# [WHAT THE EXERCISE ASKS]
Keep the images out and copy every entry below exactly.
[BEGIN SUPPLIED INFORMATION]
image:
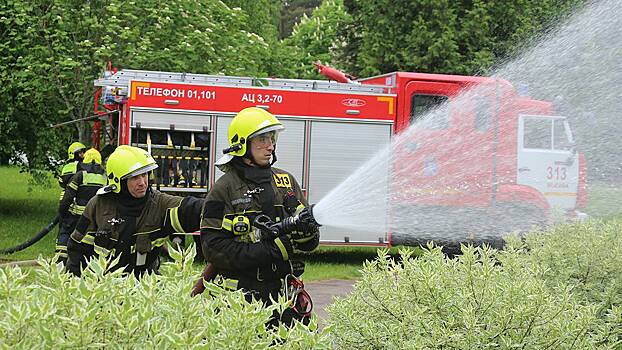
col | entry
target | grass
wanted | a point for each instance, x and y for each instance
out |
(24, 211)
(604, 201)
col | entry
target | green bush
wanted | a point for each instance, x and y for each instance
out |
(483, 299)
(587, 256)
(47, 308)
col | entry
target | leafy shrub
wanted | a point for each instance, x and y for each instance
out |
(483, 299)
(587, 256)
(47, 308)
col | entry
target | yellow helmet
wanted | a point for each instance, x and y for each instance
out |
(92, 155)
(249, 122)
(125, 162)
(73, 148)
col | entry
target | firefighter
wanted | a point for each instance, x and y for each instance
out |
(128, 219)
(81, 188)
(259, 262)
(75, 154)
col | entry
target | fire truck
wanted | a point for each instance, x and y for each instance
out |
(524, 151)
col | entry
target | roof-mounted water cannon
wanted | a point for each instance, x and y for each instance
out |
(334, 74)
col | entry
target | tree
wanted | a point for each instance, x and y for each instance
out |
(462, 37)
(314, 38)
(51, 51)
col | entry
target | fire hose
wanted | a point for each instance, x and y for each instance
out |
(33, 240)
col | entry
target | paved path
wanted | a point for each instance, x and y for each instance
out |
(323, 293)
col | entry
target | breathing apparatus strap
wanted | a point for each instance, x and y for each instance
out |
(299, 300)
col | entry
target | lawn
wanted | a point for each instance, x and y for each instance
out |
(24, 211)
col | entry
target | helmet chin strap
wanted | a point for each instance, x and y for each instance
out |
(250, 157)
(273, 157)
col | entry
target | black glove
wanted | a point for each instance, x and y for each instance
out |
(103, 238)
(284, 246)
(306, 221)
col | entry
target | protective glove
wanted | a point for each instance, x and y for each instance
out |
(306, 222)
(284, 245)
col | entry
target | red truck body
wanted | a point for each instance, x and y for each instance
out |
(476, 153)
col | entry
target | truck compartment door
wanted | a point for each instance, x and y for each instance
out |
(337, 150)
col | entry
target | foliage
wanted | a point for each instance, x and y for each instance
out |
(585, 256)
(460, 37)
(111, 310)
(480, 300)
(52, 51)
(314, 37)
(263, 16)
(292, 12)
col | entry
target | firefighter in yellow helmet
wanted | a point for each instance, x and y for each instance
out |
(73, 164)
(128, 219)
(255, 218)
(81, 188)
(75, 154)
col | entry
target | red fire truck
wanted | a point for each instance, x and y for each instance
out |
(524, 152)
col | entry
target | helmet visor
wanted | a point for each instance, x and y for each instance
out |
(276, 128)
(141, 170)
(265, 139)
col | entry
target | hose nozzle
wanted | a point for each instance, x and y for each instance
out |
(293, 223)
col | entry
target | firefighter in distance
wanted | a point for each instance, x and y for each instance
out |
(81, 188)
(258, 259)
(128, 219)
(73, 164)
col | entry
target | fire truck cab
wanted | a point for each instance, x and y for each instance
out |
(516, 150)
[END SUPPLIED INFORMATION]
# [ANSWER TO THIS EXERCISE]
image:
col | entry
target | grass
wanted | a point for each instance, x and y for each instance
out |
(24, 211)
(604, 201)
col | entry
target | green bush
wanted | a point for each instance, x and y for each instance
out |
(483, 299)
(587, 256)
(47, 308)
col | entry
target | leafy shrub
wanted | a point for each instance, x and y for each instance
out |
(483, 299)
(587, 256)
(47, 308)
col | entry
target | yellow helmet
wanted | a point for each instance, x and y for each instance
out |
(92, 155)
(249, 122)
(125, 162)
(73, 148)
col | entry
target | firefighter
wanted | a point for each instance, x and y for each instance
out |
(128, 219)
(81, 188)
(259, 262)
(75, 154)
col | entry
target | fire truck
wanted | a point for each instance, x and y for each instance
out |
(524, 151)
col | entry
target | roof-mounted water cannon
wanted | a point for each instance, x and y for each instance
out |
(334, 74)
col | entry
target | tree
wanted | a point for each instance, x and y for each instance
out |
(462, 37)
(314, 38)
(51, 51)
col | entry
target | fire hose
wanted | a point for each instance, x and y for each instance
out |
(33, 240)
col | entry
target | paved path
wanted | a point for each instance, x and y for each instance
out |
(323, 293)
col | entry
target | breathing apparatus strap
wanted | a point for each instance, x and y for each instance
out |
(299, 300)
col | entry
target | lawn
wanted | a point for each instance, x and y for each instance
out |
(24, 211)
col | entry
target | helmet chin strap
wanted | a point for each instance, x and y for each instance
out |
(250, 157)
(273, 157)
col | entry
target | black glove
wanted | a point for each instance, x and y for each instance
out |
(103, 238)
(284, 246)
(306, 221)
col | entry
target | protective glove
wanted | a point for each instance, x and y for each instance
out |
(306, 222)
(284, 245)
col | entry
target | red truck body
wanted | a point for each instance, x and y for each instance
out |
(476, 153)
col | entry
target | truck compartment door
wanted | a point for each instance, x and y for each instance
out |
(337, 150)
col | entry
target | foliage
wanted | a point for each instance, x and y for each instance
out |
(585, 256)
(460, 37)
(111, 310)
(480, 300)
(52, 51)
(314, 37)
(263, 16)
(292, 12)
col | entry
target | firefighter in yellow helmet
wanted | a point for each instance, x and y for each instance
out |
(73, 164)
(128, 219)
(255, 218)
(81, 188)
(75, 154)
col | entry
target | red fire truck
wanted | a point for each instance, x and y for each instance
out |
(524, 152)
col | entry
target | helmet visor
wanted | a point for each instance, x and y for each instance
out |
(276, 128)
(141, 170)
(265, 139)
col | entry
target | hose nozzle
wanted | a point for each instance, x and y for each instance
out |
(293, 223)
col | entry
target | firefighter in distance
wanted | a point for each instance, x and y for each instance
out |
(81, 188)
(258, 259)
(128, 219)
(73, 164)
col | entry
target | fire truck cab
wanted | a point for each instance, x and y for each instance
out |
(516, 150)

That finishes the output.